What the task requires:
Copy the section of the material below that begins with the line containing "An instance of the red" and continues through the end of the material, reproducing every line unchanged.

Supplied information:

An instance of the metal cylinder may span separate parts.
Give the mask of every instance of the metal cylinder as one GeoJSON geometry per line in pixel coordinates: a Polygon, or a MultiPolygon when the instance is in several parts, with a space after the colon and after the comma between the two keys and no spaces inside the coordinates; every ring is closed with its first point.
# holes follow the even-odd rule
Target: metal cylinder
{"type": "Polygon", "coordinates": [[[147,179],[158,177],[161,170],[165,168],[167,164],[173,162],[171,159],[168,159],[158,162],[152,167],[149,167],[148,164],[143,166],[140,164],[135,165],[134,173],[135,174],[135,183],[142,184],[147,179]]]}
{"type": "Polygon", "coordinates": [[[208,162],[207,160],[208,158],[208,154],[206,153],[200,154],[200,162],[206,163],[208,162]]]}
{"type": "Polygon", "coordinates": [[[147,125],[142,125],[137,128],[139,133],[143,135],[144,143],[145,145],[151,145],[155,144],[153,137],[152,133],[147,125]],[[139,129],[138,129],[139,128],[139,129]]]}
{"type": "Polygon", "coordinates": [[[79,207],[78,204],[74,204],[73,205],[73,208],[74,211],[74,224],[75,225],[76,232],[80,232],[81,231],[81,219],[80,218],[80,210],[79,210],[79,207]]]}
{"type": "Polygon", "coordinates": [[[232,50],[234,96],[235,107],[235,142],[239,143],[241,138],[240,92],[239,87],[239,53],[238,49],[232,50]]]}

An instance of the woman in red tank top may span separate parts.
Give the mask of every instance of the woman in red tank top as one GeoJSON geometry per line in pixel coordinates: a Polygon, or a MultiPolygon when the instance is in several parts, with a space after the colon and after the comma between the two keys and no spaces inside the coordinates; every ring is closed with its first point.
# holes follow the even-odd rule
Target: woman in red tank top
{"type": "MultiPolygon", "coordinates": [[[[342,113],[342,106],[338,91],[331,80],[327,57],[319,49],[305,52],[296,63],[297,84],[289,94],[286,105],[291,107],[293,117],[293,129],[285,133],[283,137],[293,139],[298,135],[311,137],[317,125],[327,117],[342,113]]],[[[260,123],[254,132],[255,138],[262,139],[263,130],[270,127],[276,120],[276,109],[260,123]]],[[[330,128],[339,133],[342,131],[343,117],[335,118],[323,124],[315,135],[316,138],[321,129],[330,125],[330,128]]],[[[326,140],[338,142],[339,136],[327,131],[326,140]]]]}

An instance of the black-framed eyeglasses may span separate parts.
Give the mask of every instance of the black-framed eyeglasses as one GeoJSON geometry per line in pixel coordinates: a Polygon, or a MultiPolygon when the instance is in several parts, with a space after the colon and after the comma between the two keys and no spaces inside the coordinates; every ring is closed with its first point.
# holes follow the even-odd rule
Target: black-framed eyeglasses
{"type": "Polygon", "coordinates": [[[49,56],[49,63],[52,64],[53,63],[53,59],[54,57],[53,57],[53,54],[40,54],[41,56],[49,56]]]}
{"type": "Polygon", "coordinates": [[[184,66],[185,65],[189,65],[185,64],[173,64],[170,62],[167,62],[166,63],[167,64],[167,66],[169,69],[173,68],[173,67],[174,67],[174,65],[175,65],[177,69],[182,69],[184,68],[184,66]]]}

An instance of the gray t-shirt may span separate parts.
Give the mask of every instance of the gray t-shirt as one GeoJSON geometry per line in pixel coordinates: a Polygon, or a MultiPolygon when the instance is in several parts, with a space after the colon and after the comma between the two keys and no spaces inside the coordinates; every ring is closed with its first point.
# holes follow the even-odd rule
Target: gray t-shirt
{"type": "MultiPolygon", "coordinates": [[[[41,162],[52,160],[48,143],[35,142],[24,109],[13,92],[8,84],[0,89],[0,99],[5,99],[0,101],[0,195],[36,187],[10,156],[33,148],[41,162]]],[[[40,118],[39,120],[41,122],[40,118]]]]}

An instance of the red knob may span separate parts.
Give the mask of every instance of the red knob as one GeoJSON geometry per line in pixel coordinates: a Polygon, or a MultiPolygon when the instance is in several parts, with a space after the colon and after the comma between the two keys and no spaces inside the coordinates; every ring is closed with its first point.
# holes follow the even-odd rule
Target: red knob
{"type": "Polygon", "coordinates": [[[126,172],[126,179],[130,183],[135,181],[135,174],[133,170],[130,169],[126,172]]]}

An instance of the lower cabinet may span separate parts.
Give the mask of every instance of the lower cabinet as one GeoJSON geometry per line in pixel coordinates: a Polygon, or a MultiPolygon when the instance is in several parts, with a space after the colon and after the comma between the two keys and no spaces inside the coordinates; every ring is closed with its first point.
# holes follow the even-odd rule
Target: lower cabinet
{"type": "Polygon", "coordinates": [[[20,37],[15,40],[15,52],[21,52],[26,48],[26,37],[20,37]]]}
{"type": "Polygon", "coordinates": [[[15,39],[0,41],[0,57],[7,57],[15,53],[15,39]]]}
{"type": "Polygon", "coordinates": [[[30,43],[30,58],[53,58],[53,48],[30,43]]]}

Expected answer:
An instance of the red knob may span separate parts.
Give the mask of every instance of the red knob as one GeoJSON geometry per line in pixel coordinates: a Polygon, or a MultiPolygon when the instance is in several parts, with a space after the colon and after the comma between the two keys and no spaces inside the coordinates; every ring is closed with its first point.
# holes follow the even-odd rule
Target: red knob
{"type": "Polygon", "coordinates": [[[126,172],[126,179],[130,183],[135,181],[135,174],[133,170],[130,169],[126,172]]]}

An instance of the lower cabinet may span separate parts.
Give the mask of every instance of the lower cabinet as one GeoJSON geometry per line in pixel coordinates: a Polygon, or a MultiPolygon when the instance is in several parts, with a space after the colon and after the comma between the two keys and no spaces inside the coordinates; every ring is closed with its first point.
# holes follow the even-odd rule
Target: lower cabinet
{"type": "Polygon", "coordinates": [[[20,37],[15,40],[15,52],[21,52],[26,48],[26,37],[20,37]]]}
{"type": "Polygon", "coordinates": [[[15,39],[0,41],[0,57],[7,57],[15,53],[15,39]]]}
{"type": "Polygon", "coordinates": [[[30,43],[30,58],[53,58],[53,48],[30,43]]]}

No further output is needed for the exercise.